**Stated problem**: Copy the lines running from the line that contains "Spot any visible bare tree." through the line that contains "[470,269,568,384]", both included, reproducing each one verbatim.
---+---
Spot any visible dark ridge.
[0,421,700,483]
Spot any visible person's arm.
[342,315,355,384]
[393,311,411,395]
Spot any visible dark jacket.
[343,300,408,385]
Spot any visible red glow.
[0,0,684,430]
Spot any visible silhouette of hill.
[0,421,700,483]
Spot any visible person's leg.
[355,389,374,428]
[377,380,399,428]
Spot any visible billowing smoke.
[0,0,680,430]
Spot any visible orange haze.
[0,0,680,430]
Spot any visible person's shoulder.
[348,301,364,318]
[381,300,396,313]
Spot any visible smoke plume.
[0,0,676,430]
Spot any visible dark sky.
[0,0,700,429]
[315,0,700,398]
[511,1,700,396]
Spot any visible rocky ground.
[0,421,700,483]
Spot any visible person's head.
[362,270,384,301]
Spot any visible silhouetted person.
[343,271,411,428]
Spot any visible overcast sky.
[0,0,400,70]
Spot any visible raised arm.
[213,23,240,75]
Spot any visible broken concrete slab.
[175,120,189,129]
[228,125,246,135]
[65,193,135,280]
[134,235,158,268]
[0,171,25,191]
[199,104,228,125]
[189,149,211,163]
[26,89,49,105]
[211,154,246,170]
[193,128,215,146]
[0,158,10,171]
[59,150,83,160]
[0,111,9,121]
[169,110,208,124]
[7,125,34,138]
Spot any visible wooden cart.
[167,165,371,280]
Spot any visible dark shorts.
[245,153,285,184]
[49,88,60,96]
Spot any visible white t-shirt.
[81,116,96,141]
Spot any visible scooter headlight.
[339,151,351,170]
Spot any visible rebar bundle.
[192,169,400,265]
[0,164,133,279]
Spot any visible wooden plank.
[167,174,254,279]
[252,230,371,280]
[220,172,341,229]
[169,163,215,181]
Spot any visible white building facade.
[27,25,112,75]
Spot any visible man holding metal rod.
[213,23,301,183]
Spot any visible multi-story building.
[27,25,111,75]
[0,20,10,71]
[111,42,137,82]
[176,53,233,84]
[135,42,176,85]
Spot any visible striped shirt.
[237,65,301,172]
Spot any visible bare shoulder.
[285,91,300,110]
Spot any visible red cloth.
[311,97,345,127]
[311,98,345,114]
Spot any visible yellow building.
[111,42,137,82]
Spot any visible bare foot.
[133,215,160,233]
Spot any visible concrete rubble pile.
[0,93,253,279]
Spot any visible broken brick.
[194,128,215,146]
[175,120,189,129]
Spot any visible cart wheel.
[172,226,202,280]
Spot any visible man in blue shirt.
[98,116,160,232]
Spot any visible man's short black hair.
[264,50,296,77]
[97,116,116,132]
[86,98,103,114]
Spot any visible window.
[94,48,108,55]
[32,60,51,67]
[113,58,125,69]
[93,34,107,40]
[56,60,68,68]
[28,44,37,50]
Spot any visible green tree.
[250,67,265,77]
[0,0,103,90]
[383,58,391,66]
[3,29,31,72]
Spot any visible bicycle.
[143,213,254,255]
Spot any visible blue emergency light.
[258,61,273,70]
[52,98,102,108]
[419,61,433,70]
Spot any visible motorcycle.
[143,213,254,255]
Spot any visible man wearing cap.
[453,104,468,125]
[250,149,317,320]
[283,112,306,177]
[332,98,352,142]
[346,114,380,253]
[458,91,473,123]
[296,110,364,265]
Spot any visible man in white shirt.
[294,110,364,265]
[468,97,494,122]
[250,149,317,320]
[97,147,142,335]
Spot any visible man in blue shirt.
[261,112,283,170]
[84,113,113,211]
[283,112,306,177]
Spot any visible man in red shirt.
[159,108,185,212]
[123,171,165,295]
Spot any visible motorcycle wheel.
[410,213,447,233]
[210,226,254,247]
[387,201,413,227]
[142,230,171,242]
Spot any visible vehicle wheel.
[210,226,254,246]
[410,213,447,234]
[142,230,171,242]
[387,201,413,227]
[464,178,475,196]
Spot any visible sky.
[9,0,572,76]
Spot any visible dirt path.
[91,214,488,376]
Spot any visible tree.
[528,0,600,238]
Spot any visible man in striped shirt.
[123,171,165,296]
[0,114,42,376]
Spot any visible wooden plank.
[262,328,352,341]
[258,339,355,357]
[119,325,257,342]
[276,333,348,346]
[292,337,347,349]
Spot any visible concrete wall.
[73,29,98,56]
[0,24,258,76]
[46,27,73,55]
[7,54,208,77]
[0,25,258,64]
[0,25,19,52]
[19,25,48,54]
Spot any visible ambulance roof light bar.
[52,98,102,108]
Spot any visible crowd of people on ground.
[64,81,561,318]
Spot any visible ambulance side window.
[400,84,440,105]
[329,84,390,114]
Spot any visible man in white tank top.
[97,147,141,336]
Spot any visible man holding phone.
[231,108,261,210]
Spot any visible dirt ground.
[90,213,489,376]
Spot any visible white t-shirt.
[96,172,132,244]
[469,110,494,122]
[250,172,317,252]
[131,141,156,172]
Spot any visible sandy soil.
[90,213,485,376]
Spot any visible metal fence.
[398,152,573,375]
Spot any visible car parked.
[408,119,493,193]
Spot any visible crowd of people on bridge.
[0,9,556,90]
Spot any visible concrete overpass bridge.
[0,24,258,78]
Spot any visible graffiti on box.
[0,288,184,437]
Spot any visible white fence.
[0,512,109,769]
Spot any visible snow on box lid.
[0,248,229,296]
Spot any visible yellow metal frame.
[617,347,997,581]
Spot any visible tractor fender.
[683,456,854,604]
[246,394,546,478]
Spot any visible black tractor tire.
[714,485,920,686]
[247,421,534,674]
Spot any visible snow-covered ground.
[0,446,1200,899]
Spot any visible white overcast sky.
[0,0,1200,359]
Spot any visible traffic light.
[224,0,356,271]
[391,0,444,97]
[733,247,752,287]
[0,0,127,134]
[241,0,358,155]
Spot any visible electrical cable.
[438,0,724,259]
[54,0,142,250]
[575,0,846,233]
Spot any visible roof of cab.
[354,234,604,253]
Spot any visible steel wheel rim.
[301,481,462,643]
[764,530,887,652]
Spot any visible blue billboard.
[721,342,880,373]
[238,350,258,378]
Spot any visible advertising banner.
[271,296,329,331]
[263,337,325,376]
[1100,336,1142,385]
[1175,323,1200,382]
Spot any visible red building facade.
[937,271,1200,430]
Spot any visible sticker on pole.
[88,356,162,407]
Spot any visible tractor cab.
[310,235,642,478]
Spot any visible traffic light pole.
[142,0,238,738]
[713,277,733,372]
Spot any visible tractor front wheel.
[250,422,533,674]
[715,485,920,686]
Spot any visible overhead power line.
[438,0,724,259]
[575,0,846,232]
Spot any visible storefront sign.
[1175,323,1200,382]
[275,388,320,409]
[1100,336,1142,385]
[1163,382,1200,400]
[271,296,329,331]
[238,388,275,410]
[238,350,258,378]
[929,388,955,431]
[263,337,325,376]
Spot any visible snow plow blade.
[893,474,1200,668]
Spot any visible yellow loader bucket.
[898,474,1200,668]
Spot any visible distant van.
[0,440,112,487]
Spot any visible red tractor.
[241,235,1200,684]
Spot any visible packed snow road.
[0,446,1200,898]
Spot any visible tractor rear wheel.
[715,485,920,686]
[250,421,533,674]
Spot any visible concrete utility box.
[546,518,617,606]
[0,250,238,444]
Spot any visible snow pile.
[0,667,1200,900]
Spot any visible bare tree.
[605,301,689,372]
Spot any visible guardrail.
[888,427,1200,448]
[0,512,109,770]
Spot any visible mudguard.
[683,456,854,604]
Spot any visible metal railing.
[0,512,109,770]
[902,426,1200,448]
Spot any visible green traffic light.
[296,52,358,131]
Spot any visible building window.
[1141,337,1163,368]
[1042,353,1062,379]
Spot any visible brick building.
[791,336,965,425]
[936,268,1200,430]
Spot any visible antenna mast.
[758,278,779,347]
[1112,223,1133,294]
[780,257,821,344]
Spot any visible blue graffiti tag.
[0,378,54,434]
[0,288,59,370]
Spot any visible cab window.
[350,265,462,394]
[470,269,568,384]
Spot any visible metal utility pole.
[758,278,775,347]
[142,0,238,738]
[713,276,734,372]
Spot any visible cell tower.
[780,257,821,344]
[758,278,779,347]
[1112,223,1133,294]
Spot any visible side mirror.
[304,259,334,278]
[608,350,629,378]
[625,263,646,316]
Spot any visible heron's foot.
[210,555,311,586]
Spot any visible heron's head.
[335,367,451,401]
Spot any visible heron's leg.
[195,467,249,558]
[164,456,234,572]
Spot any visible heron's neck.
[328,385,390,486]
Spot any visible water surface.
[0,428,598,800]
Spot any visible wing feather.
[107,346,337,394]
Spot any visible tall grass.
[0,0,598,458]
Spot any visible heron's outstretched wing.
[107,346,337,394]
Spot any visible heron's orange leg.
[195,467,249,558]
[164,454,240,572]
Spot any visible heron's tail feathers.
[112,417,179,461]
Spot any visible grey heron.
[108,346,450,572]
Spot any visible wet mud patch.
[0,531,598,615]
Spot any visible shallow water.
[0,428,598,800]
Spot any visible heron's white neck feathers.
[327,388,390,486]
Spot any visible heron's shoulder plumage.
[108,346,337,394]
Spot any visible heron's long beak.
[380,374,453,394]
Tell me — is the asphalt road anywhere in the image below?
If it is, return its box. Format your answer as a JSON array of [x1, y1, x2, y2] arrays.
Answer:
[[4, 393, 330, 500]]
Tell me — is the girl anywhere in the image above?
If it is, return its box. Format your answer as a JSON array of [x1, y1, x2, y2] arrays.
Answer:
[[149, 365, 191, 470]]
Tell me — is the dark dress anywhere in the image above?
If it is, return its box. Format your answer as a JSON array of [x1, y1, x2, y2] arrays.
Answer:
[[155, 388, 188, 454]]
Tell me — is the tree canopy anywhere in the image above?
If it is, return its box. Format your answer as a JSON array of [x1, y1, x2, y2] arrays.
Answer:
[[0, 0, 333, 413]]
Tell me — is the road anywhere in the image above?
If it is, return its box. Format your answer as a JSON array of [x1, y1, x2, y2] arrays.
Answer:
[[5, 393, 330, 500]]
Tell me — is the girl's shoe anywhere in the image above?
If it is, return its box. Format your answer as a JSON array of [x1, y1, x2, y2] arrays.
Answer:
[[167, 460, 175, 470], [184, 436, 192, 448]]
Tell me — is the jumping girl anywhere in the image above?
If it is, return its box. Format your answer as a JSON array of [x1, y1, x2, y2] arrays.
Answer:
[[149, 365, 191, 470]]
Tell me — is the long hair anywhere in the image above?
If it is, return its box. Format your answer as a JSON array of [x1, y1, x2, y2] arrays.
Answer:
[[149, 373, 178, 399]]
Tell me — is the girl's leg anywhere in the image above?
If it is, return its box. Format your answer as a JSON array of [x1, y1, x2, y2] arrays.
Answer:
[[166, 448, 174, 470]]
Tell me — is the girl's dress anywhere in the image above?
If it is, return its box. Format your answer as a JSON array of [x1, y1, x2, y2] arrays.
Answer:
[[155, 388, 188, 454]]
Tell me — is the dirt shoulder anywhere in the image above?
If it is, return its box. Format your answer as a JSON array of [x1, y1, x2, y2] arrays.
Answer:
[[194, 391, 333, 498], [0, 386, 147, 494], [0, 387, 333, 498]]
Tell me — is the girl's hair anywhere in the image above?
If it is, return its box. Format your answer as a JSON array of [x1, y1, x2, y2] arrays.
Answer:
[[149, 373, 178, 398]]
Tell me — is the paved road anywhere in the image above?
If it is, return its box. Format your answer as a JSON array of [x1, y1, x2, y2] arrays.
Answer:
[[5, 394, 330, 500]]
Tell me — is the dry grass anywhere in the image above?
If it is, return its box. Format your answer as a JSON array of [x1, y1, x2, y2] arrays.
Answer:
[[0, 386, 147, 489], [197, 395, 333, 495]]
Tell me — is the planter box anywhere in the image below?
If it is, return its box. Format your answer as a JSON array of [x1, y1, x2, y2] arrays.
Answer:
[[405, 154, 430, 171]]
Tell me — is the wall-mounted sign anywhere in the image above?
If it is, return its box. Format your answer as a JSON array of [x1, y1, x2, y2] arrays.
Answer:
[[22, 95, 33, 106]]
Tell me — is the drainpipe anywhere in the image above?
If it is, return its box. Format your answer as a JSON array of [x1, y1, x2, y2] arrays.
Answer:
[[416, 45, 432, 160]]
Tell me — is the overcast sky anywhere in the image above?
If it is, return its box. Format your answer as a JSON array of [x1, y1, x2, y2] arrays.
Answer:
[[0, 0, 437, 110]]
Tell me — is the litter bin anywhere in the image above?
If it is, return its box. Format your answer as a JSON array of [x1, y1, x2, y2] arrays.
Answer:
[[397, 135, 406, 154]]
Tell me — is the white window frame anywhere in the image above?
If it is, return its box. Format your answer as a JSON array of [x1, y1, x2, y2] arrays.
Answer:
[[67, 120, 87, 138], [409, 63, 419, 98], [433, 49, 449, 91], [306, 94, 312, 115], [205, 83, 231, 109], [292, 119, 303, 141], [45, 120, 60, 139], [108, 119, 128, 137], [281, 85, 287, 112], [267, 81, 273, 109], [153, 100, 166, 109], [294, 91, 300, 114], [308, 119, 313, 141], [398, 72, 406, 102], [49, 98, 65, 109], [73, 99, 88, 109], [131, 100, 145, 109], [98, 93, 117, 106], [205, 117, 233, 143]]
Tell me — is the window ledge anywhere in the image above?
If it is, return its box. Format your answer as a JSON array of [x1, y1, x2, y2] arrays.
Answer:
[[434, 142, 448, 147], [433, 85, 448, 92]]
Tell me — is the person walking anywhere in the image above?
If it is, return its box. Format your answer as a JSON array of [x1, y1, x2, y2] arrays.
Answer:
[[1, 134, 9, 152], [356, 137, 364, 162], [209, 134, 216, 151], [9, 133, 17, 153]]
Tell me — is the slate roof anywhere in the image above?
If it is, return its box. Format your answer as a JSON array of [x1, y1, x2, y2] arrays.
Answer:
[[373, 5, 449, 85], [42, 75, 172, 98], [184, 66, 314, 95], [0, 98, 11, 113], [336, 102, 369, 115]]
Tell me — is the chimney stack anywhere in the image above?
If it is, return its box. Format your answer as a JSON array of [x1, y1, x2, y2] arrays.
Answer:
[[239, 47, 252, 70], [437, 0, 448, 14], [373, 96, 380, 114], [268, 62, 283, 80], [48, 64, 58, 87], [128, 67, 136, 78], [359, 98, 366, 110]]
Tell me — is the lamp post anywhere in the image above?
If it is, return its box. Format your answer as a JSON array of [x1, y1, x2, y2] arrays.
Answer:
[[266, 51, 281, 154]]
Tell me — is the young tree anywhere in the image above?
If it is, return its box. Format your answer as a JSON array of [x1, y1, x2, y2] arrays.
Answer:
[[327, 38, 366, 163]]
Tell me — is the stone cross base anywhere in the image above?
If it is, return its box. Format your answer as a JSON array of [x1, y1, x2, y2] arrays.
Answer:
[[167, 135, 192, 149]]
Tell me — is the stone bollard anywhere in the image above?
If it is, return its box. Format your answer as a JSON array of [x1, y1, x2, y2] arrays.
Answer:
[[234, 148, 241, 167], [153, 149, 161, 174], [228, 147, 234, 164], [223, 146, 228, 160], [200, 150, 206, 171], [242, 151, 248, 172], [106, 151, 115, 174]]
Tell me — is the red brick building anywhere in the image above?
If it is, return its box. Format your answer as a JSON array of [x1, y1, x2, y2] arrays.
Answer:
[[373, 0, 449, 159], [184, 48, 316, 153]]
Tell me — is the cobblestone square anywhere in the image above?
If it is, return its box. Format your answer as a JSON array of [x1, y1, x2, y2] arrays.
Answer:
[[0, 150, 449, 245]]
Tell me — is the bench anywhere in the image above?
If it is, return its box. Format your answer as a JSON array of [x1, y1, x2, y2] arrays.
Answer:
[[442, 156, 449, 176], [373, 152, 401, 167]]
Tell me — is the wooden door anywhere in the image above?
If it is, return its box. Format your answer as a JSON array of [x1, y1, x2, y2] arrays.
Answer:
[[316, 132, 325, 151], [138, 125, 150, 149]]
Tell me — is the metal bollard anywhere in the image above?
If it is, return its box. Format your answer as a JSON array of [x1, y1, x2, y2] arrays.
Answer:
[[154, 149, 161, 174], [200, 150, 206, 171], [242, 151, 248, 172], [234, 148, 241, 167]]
---+---
**Reply**:
Spot any visible bare tree.
[605,301,689,372]
Spot any visible guardrail.
[888,427,1200,448]
[0,512,109,770]
Spot any visible mudguard.
[683,456,854,604]
Spot any visible metal railing.
[0,512,109,770]
[902,426,1200,448]
Spot any visible green traffic light.
[296,52,358,131]
Spot any visible building window.
[1141,337,1163,368]
[1042,353,1062,379]
Spot any visible brick building.
[791,336,965,425]
[936,268,1200,430]
Spot any visible antenna mast.
[758,278,779,347]
[1112,223,1133,294]
[780,257,821,344]
Spot any visible blue graffiti tag.
[0,378,54,434]
[0,288,59,370]
Spot any visible cab window.
[350,265,462,394]
[470,269,568,384]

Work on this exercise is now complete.